** Begin LISTING **
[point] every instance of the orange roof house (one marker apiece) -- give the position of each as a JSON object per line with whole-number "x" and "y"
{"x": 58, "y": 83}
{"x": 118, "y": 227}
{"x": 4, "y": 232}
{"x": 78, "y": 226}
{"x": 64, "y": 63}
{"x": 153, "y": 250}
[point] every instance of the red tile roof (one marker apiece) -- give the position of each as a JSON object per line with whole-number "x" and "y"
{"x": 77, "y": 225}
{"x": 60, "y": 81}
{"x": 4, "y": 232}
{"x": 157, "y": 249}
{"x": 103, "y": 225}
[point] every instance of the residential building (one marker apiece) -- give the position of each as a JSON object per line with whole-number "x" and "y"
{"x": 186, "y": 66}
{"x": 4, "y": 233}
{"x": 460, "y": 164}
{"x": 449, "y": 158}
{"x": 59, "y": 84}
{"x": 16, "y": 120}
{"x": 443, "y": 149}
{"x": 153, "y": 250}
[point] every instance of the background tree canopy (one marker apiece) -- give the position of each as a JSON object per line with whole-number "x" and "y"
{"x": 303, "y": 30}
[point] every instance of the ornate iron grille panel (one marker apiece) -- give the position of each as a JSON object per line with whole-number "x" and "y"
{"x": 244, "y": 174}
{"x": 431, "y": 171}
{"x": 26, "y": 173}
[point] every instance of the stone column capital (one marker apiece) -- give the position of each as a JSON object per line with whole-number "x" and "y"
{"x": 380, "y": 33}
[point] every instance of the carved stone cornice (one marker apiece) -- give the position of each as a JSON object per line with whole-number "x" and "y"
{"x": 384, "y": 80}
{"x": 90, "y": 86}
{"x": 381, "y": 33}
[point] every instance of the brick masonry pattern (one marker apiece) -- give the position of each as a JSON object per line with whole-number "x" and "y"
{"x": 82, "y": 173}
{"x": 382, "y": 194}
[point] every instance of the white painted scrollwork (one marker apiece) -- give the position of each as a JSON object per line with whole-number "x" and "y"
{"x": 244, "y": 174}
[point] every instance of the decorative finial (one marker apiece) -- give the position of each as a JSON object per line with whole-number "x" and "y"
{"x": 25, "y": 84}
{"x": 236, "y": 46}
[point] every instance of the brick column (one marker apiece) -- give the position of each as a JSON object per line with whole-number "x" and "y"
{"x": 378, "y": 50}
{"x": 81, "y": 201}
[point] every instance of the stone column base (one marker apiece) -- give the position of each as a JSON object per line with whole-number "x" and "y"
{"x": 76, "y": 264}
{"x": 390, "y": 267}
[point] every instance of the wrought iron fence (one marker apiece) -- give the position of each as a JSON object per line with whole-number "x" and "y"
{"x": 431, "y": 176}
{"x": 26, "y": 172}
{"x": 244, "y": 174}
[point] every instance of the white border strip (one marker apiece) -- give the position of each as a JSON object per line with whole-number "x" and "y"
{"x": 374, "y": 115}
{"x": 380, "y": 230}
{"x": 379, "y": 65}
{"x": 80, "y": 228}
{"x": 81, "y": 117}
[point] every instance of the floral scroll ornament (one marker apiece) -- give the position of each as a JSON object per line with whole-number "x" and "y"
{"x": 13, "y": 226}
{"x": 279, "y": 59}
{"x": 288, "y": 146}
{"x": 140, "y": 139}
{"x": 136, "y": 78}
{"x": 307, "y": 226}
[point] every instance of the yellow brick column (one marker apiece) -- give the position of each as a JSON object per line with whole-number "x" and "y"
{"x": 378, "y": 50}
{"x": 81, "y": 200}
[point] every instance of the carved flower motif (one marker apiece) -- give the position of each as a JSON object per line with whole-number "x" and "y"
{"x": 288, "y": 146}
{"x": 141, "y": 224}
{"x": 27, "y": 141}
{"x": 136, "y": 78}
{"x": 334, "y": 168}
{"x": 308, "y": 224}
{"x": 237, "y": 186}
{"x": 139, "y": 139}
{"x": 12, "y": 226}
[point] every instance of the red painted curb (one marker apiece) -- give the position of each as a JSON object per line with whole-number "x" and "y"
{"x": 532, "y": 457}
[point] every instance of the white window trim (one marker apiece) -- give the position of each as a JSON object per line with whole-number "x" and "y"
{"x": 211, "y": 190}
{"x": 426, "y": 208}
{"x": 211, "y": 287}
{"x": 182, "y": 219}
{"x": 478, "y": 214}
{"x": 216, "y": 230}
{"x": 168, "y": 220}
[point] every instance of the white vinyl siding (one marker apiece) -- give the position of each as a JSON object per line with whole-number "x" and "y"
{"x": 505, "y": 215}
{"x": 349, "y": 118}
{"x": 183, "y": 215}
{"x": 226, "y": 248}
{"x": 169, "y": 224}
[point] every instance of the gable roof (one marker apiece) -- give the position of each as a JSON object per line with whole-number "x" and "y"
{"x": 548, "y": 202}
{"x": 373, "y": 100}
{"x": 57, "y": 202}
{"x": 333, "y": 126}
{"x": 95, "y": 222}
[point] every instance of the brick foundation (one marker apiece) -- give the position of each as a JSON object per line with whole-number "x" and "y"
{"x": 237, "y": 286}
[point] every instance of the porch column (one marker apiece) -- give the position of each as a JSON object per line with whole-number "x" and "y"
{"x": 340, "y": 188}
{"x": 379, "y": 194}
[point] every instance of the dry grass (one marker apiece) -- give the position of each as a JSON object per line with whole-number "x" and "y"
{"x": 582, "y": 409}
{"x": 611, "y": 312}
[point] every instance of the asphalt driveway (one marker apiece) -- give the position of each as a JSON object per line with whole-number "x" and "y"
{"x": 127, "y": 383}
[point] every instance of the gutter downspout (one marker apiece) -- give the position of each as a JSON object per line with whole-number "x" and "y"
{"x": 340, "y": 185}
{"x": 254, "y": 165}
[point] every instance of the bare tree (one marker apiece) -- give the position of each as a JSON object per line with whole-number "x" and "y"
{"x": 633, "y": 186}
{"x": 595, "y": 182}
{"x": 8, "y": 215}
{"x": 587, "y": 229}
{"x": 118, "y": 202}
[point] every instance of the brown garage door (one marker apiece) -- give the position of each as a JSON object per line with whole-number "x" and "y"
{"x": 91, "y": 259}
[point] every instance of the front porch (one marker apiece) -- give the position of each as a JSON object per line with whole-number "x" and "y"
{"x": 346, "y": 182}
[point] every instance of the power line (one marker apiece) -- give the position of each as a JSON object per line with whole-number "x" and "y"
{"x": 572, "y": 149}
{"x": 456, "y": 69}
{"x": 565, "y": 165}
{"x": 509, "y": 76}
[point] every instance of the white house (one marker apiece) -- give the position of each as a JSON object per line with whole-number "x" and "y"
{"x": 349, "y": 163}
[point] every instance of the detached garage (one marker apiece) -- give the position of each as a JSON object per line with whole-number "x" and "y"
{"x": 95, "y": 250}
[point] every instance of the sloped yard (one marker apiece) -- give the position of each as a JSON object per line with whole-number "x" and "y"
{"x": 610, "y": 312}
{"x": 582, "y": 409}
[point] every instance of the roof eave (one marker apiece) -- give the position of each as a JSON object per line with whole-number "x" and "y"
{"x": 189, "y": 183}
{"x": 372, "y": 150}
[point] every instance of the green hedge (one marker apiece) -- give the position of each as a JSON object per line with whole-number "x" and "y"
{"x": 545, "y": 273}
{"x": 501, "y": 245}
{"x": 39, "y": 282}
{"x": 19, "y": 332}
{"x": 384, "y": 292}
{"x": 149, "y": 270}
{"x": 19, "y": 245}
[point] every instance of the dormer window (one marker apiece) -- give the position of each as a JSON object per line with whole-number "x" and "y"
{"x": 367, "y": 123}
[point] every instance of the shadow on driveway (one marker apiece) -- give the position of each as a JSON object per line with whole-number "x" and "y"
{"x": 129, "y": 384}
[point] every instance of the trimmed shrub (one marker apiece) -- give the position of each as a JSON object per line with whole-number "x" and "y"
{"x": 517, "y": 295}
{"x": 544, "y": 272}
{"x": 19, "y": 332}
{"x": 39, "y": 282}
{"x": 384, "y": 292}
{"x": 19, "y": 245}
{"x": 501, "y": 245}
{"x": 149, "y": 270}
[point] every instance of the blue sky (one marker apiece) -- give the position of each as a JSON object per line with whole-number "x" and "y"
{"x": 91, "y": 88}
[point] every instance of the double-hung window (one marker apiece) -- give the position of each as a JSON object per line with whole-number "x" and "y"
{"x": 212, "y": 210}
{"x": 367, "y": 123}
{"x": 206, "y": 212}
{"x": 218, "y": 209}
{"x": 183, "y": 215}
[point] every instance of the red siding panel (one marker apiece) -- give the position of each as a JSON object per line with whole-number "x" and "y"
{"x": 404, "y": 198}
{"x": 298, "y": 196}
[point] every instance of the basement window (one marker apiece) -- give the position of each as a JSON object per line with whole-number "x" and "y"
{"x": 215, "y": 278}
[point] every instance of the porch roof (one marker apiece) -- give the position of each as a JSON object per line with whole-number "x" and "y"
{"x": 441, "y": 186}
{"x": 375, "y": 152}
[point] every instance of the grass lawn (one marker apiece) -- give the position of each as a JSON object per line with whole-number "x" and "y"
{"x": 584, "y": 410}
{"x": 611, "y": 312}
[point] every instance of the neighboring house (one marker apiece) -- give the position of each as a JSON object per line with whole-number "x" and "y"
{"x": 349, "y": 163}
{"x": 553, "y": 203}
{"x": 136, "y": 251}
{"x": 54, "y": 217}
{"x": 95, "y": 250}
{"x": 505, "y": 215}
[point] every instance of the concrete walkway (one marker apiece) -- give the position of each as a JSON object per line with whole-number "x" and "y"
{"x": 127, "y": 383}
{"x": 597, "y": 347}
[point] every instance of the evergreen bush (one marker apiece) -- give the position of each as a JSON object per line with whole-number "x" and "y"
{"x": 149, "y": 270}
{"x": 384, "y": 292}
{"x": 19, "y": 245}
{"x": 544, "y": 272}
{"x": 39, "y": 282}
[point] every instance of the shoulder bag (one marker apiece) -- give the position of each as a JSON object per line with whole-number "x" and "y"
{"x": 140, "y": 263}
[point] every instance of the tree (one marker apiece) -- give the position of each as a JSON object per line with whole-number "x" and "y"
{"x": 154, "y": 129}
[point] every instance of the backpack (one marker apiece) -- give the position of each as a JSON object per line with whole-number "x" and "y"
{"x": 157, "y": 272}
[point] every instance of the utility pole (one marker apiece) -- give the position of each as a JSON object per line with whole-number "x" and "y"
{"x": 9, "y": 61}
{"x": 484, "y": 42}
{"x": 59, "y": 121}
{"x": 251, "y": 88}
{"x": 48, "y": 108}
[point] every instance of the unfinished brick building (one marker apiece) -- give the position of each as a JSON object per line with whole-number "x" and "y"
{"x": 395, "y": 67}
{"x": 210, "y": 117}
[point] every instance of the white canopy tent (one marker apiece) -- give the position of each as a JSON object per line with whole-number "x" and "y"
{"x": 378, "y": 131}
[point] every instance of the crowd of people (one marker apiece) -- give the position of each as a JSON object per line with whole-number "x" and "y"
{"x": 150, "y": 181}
** End LISTING **
■ SET PROBLEM ■
Reproduce only the lines running from the one that contains "[point] every instance of the shoulder" to the last line of the records.

■ RESPONSE TO THE EXERCISE ■
[point] every instance of the shoulder bag (one marker apiece) -- give the position of each as a JSON object per line with whole-number "x" and "y"
{"x": 140, "y": 263}
[point] every instance of the tree (one marker apiece) -- give the position of each as a JSON object per line with whole-number "x" and "y"
{"x": 154, "y": 129}
[point] every instance of the backpack (one marker apiece) -- give the position of each as a JSON object per line with whole-number "x" and "y"
{"x": 157, "y": 272}
[point] every instance of the utility pole (one marker apiece) -- give the position of each as a JSON object per line with whole-number "x" and "y"
{"x": 9, "y": 61}
{"x": 484, "y": 42}
{"x": 59, "y": 121}
{"x": 251, "y": 88}
{"x": 48, "y": 108}
[point] every instance of the unfinished brick building (one marker apiece) -- give the position of each as a JSON object per line with whole-number "x" and "y"
{"x": 395, "y": 67}
{"x": 210, "y": 117}
[point] every instance of the white canopy tent (one marker apiece) -- give the position of each as a JSON object per line with whole-number "x" and "y"
{"x": 378, "y": 131}
[point] every instance of the crowd of people (one marker apiece) -- give the position of each as a JSON object per line with whole-number "x" and "y"
{"x": 150, "y": 181}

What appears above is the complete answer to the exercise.